Task instructions: Restate the full set of records exactly, without adding or dropping a word.

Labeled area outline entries
++++++++++++++++++++
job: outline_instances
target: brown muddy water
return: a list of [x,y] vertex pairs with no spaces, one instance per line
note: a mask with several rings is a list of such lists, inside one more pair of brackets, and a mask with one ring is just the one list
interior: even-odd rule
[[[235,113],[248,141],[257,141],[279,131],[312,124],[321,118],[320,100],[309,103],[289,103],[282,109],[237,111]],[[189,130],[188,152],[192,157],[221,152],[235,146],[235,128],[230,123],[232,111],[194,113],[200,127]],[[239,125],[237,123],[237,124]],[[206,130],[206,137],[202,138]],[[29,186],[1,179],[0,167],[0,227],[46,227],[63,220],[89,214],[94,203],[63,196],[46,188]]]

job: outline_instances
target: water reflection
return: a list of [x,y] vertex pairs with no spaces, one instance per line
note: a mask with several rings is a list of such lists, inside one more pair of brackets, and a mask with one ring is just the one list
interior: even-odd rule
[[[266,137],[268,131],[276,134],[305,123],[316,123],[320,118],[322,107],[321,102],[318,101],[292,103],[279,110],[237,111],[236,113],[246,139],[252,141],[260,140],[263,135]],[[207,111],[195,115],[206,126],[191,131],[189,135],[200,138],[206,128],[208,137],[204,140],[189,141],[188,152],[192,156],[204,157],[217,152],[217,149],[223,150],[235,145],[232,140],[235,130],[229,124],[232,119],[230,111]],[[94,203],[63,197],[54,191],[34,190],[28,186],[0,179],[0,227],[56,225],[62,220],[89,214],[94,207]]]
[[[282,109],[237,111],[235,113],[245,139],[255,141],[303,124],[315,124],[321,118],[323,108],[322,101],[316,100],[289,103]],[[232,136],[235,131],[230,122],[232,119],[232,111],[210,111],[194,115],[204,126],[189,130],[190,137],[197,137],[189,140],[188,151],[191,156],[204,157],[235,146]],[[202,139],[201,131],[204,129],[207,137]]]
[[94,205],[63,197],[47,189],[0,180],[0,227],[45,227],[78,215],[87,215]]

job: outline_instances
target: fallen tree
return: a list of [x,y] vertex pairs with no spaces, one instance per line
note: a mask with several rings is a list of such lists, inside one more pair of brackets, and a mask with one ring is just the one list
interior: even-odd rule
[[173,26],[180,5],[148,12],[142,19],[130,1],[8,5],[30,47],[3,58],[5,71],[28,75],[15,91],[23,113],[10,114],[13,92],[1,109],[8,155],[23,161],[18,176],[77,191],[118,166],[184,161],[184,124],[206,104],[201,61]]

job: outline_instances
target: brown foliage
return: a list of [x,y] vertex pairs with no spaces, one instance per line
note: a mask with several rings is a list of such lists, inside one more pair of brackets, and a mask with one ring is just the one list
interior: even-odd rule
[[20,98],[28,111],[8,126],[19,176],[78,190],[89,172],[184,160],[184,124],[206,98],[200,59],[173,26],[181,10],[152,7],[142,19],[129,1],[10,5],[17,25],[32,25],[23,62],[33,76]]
++++++++++++++++++++
Problem solution:
job: outline_instances
target: brown muddy water
return: a list of [x,y] vertex pairs with no spaces, one instance per line
note: a mask with several rings is a list of such lists, inside one more pair of brackets, and a mask with one ring is just the one list
interior: even-odd rule
[[[235,113],[248,141],[257,141],[279,131],[312,124],[321,118],[320,100],[309,103],[289,103],[282,109],[237,111]],[[189,130],[188,152],[192,157],[221,152],[235,146],[235,128],[230,123],[232,111],[194,113],[200,127]],[[239,125],[237,123],[237,124]],[[206,130],[206,137],[202,138]],[[29,186],[1,179],[0,167],[0,227],[46,227],[63,220],[89,214],[94,203],[63,196],[46,188]]]

job: outline_instances
target: water reflection
return: a list of [x,y] vertex pairs with no spaces, one instance per line
note: a mask with several rings is a list of such lists, inside one more pair of brackets, and a mask with one ring is just the one list
interior: even-odd rule
[[[266,137],[268,131],[276,134],[305,123],[316,123],[320,118],[322,107],[321,102],[318,101],[292,103],[279,110],[237,111],[236,113],[246,139],[252,141],[260,140],[263,135]],[[207,111],[195,115],[206,126],[191,131],[189,135],[200,138],[206,128],[208,137],[204,140],[189,141],[188,152],[192,156],[204,157],[217,152],[217,149],[223,150],[235,145],[232,140],[235,130],[229,124],[232,119],[230,111]],[[94,203],[63,197],[54,191],[34,190],[28,186],[0,179],[0,227],[56,225],[62,220],[89,214],[94,207]]]
[[[282,109],[237,111],[235,113],[245,139],[255,141],[303,124],[315,124],[321,118],[323,108],[322,101],[316,100],[289,103]],[[232,136],[235,131],[230,122],[232,119],[232,111],[210,111],[194,115],[204,126],[189,130],[190,137],[197,137],[189,140],[188,151],[191,156],[204,157],[235,146]],[[202,139],[201,131],[204,129],[207,137]]]
[[94,205],[63,197],[47,189],[0,180],[0,227],[45,227],[78,215],[87,215]]

job: outline_instances
target: fallen tree
return: a list of [x,y] vertex pairs with no spaces, one instance per line
note: a mask with several rings is a list of such lists, inside one more pair of brackets, and a mask with one ring is just the one list
interior: even-odd rule
[[173,26],[180,5],[148,12],[142,19],[130,1],[8,5],[30,47],[3,58],[5,71],[28,75],[15,91],[23,113],[10,114],[13,92],[1,109],[8,155],[23,161],[18,176],[77,191],[118,166],[184,161],[184,124],[206,104],[201,61]]

job: outline_instances
target: brown foliage
return: a list of [x,y] vertex pairs with no spaces, one instance per line
note: a mask with several rings is a list of such lists, inside one more pair of brackets, and a mask with one ring is just the one list
interior: even-odd rule
[[20,98],[28,111],[8,126],[19,176],[78,190],[89,172],[184,160],[184,124],[206,98],[200,59],[173,26],[181,10],[152,7],[142,19],[129,1],[10,5],[17,25],[32,25],[23,62],[33,76]]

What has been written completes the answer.